Exercise: Return every line in the entries below where the word "drawn" shows up.

Records provided:

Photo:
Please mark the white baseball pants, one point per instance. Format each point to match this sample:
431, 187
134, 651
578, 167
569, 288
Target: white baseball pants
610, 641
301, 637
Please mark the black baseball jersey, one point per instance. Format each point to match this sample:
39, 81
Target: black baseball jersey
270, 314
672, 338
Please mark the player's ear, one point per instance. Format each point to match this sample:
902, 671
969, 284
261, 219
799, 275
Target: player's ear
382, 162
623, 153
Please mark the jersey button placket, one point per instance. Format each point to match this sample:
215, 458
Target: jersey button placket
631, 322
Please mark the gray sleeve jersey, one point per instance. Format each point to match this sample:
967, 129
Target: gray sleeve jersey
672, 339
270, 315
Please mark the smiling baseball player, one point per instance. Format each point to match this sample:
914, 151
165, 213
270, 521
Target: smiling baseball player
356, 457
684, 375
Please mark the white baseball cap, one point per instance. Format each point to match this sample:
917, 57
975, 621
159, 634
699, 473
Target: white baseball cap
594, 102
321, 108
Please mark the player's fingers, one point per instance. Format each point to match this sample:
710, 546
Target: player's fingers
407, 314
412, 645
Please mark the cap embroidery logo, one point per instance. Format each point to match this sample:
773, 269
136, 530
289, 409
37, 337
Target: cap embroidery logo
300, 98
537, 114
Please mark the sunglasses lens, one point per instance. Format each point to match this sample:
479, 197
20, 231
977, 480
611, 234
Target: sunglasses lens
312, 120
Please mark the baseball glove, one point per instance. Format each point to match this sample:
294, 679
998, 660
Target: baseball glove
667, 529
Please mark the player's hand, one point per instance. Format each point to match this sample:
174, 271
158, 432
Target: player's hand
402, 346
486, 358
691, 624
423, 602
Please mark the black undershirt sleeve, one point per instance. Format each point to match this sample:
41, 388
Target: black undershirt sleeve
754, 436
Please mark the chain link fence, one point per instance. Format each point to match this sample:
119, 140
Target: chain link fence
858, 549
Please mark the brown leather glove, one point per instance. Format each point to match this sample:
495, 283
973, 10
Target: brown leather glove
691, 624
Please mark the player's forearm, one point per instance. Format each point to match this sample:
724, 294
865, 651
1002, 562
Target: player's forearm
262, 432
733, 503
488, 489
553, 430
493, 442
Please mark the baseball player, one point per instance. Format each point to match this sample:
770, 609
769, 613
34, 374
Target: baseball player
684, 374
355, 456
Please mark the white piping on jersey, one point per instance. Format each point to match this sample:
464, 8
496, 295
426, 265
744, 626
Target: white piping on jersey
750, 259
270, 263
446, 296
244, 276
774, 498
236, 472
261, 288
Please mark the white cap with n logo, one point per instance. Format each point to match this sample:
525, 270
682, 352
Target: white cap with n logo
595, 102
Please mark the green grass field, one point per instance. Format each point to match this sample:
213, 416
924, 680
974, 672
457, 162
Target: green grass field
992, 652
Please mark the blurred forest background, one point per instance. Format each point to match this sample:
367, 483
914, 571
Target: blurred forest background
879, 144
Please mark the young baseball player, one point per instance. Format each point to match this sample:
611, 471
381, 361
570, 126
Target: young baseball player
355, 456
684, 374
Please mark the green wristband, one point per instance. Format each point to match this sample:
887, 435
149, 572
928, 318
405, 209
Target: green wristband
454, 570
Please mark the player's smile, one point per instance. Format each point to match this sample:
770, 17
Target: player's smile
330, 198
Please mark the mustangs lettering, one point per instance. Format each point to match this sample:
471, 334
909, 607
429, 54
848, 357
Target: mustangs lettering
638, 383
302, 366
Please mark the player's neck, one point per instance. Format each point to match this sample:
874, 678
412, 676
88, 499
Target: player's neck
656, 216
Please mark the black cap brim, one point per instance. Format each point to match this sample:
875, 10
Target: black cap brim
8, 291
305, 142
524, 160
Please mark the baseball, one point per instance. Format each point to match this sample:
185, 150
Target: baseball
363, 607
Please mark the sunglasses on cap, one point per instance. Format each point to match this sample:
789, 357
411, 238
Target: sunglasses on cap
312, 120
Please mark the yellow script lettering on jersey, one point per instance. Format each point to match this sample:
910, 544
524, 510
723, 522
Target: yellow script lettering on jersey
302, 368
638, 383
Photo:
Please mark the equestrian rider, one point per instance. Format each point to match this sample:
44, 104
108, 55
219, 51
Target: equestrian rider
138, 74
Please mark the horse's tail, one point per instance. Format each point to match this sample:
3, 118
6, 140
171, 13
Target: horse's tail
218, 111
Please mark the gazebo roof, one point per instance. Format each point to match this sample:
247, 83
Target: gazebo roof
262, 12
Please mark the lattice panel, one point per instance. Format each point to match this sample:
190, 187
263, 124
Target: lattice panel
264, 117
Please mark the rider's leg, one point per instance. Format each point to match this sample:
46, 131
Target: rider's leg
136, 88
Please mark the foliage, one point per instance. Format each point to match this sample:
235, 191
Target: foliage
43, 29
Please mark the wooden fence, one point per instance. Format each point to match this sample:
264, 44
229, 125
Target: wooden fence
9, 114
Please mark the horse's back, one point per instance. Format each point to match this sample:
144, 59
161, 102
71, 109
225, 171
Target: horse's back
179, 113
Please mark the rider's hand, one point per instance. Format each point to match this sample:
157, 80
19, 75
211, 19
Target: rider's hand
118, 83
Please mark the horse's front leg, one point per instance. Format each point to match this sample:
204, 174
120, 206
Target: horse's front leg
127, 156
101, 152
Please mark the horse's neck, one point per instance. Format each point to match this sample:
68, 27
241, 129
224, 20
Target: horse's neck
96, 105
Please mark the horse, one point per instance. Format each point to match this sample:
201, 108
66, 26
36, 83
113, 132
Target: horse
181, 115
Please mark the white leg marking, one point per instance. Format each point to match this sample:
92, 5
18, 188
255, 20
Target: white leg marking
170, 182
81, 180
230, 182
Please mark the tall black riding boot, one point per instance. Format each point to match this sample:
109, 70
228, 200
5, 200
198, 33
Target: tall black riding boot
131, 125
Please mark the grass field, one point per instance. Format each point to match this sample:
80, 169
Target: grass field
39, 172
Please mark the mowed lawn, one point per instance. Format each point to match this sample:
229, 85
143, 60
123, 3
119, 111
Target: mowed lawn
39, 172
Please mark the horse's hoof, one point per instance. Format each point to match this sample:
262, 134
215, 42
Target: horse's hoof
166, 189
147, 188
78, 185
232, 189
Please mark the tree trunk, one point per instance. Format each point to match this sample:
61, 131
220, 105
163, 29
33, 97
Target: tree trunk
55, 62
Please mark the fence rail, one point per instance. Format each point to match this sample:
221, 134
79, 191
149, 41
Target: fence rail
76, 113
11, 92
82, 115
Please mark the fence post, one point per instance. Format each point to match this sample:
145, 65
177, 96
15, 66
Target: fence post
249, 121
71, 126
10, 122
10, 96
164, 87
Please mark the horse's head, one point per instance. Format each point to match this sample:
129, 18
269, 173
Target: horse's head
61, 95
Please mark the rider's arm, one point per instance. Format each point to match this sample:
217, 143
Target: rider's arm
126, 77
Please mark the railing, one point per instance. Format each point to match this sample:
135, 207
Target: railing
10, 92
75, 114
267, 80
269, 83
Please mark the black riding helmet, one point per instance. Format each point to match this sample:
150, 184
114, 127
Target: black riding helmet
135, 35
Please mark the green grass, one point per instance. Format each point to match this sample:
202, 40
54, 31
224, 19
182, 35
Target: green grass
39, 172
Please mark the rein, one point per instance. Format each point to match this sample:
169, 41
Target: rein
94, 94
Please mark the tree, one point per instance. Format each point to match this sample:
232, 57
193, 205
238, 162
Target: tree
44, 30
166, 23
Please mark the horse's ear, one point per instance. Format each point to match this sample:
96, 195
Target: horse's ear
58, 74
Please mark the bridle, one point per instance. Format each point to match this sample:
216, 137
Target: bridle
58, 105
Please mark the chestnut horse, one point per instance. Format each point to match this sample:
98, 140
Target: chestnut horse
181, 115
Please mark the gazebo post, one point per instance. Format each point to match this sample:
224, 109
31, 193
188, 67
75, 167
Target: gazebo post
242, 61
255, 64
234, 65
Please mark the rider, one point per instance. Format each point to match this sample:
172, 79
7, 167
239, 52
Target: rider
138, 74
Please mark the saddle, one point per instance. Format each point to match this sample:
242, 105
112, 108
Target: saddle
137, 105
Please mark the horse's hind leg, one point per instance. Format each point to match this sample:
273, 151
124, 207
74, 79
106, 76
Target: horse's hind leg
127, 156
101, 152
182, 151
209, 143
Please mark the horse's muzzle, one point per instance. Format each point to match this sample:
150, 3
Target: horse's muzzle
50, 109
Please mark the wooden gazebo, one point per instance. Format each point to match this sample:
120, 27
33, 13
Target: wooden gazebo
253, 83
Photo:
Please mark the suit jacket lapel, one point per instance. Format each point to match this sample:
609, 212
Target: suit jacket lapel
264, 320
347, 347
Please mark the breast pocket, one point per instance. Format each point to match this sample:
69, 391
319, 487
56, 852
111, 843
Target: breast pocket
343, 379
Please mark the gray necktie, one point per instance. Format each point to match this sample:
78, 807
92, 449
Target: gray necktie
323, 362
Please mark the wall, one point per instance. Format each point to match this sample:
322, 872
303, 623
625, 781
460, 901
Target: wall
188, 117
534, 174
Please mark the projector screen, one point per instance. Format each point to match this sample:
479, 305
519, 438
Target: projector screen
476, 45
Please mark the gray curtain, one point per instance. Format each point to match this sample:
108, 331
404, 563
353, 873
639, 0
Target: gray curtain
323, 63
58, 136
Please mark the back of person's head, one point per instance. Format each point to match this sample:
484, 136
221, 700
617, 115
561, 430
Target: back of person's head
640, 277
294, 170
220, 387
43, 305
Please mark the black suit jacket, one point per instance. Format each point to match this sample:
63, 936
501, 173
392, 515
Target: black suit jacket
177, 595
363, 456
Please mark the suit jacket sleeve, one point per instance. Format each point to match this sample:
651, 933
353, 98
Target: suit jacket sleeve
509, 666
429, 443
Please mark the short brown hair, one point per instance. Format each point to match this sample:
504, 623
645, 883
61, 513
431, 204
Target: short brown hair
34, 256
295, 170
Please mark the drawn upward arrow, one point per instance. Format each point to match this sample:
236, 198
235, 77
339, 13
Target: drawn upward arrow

Written solution:
Please mark the drawn upward arrow, one point per instance. Format each point to match this sample:
Target: drawn upward arrow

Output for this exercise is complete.